• TASK REQUIREMENTS:
Change every "pick planner" to "grasp planner" and reproduce all of the entries below with no other edits. Omit the pictures from your output.

• Dataset excerpts on object pointing:
◇ ◇ ◇
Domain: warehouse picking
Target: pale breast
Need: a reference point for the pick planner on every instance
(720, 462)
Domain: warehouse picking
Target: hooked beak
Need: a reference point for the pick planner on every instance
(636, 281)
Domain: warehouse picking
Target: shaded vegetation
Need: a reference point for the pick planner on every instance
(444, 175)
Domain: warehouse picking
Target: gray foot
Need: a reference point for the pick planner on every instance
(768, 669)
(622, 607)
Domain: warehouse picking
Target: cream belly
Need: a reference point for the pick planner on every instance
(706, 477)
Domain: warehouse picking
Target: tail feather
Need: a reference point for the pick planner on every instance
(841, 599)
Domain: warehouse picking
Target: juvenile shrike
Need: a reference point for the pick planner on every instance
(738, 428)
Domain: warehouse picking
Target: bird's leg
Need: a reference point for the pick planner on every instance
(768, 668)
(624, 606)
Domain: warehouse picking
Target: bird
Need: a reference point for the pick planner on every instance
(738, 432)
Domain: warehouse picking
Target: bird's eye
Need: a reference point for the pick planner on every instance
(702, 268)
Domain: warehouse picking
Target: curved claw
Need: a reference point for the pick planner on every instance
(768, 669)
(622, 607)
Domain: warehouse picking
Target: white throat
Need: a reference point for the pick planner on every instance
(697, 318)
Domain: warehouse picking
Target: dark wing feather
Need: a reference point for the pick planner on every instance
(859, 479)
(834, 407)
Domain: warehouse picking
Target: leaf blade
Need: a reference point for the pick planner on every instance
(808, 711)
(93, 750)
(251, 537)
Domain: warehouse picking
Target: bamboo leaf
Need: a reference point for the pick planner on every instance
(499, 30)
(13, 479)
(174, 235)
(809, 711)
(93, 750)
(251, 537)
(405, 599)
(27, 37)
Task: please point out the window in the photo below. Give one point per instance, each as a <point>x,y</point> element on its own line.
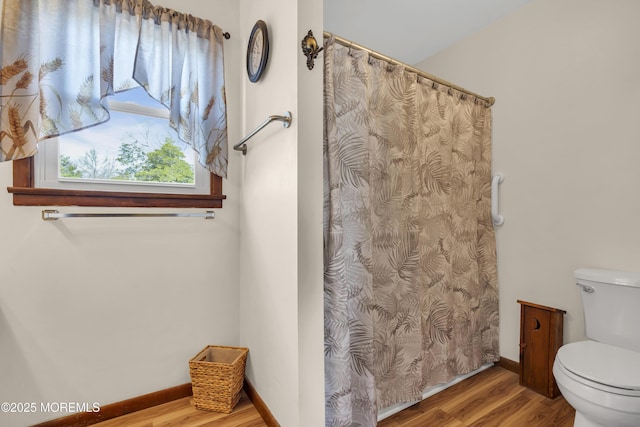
◇ ◇ ◇
• RESPONSE BELOW:
Domain: warehouse picking
Target: pale breast
Need: a reference point for the grasp planner on every instance
(720, 462)
Domain: warehouse picking
Target: hooked beak
Need: a reference point for the grasp planner on every instance
(636, 281)
Domain: warehouse picking
Target: shaded vegetation
Need: a reference point for the grasp planner on every instance
(444, 175)
Domain: warehouse picking
Target: gray foot
Need: a reference point for the grasp planner on every instance
(768, 669)
(622, 607)
Domain: warehouse picking
Target: cream belly
Need: a reference point for the grasp planner on every instance
(706, 477)
Domain: warehouse picking
Target: tail feather
Need: a reference point for the grasp planner on every instance
(841, 599)
Domain: warehouse picking
Target: juvenile shrike
Need: a reference point for the grasp planner on every instance
(738, 428)
Domain: warehouse picking
Target: bird's leg
Need: a reference point for the grasp planner on every instance
(768, 668)
(624, 606)
Domain: warehouse picking
Target: bird
Need: a reference point for the grasp planner on every instance
(738, 432)
Domain: warehouse picking
Target: bird's eye
Need: a reference point for the grasp planner on every instance
(702, 268)
Domain: warehouse picking
Target: curved claw
Need: a reference point for the grasp planner on every instance
(768, 669)
(622, 607)
Domain: warehouse picking
Target: white throat
Need: a reference point for the grasp planner on every instance
(697, 318)
Domain: warehouse picking
Target: dark wing feather
Need: a reference point for the grasp planner on every instance
(859, 479)
(834, 407)
Domain: warehouse picking
Target: leaf blade
Need: a reference point for the grasp planner on every instance
(808, 711)
(93, 750)
(251, 537)
Domain: warehouse picking
Target: bamboo leaf
Need: a reference point for the grasp planner on every instance
(499, 30)
(13, 479)
(174, 235)
(809, 711)
(93, 750)
(251, 537)
(405, 599)
(27, 37)
Task: please point out the window in the photo below. Give one point per instance, each as a <point>x,y</point> element on its own line.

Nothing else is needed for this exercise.